DATA Start Marker
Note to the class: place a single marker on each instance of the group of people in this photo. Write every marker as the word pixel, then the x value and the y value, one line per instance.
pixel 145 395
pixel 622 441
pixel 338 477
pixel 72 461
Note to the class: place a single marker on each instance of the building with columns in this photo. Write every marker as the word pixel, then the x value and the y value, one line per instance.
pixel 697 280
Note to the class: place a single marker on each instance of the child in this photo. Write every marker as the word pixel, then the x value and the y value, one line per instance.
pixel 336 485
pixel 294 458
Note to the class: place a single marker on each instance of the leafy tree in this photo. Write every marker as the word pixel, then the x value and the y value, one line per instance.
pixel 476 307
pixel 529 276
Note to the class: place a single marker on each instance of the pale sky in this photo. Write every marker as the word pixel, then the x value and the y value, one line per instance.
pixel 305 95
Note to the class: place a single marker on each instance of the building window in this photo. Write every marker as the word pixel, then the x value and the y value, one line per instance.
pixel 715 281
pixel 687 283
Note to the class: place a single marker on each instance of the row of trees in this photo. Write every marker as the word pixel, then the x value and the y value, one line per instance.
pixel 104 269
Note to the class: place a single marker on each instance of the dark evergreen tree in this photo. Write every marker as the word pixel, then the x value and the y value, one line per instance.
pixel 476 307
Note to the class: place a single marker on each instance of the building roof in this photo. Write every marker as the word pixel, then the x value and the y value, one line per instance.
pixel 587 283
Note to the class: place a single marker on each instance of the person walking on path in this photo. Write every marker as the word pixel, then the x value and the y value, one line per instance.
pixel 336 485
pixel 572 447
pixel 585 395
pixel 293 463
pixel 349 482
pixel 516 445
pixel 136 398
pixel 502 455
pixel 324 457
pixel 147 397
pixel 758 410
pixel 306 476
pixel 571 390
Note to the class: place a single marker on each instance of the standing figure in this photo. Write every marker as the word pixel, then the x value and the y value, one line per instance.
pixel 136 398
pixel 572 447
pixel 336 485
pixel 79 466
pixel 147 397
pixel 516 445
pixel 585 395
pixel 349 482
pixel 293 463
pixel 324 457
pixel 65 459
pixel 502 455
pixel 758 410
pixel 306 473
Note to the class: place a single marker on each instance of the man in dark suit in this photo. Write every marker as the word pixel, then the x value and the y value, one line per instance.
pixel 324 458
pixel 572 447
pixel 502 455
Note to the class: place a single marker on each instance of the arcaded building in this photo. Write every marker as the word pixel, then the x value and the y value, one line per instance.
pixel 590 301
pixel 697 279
DATA End Marker
▸ **PROBLEM TO SOLVE**: The whole listing needs repeating. Match each line exactly.

▸ **ANSWER TO THIS PROBLEM**:
Note to the class: place a single marker on each instance of the group of people in this photo. Write every marker as the word pixel, then the x value and the y value, one line per instance.
pixel 145 395
pixel 622 441
pixel 338 477
pixel 72 461
Note to the class: place a single marker on each instance of the building with columns in this photo. Write every marker as the word pixel, then the x value and the y value, one line per instance.
pixel 697 280
Note to the class: place a single marker on each instance of the child in this photo. Write every marker as the word pixel, then the x value and the y value, one line per instance.
pixel 336 485
pixel 294 458
Note to the class: place a single marker on each instance of the leafy tree in this photo. Write every marker as the word pixel, then the x value and the y value, one line per instance.
pixel 476 307
pixel 529 276
Note to the class: place a single marker on each instance of the pale sky in this photo. Write every marker as the word pixel, then the x value and the y value, one line per instance.
pixel 305 95
Note to the class: place a single marker on each instance of the building window in this photo. Write every marker as the word pixel, then the x value and the y value, one line per instance.
pixel 715 281
pixel 687 283
Note to the class: place a single marker on each instance of the row of trees in this photo. Write every marker as the word pixel, then the x value and the y value, one line per instance.
pixel 104 269
Note to the class: place a single marker on each instance of the dark evergreen tree in this photo. Write every marker as the word pixel, then the x value and the y value, one line per instance.
pixel 476 307
Note to the class: place a single marker on each instance of the building roof in this photo. Write every marker as the word pixel, then the x value and the y value, one line per instance.
pixel 587 283
Note to the class: place a single marker on each instance of the person walking on path in this photo. Write every marker as the word pixel, then the x value and the y value, one line per instance.
pixel 336 485
pixel 572 447
pixel 585 395
pixel 293 463
pixel 349 482
pixel 516 445
pixel 136 398
pixel 502 455
pixel 324 457
pixel 147 397
pixel 758 410
pixel 306 476
pixel 571 390
Note to the class: place a single marker on each instance of the standing figure in this photo. Write every marker as the word pixel, then the x value and the y value, one line per instance.
pixel 136 398
pixel 572 447
pixel 336 485
pixel 79 466
pixel 147 397
pixel 516 445
pixel 585 395
pixel 349 482
pixel 293 463
pixel 324 457
pixel 65 459
pixel 502 455
pixel 758 410
pixel 306 473
Note to the class: place a single marker on each instance of the man in dark suit in this photo. Write every marker as the word pixel, then the x value and the y value, one line per instance.
pixel 324 458
pixel 572 447
pixel 502 455
Note to the class: place a single marker on each instance of the arcaded building in this photo. Write every marker as the word pixel, then the x value and the y value, one line per instance.
pixel 590 301
pixel 697 279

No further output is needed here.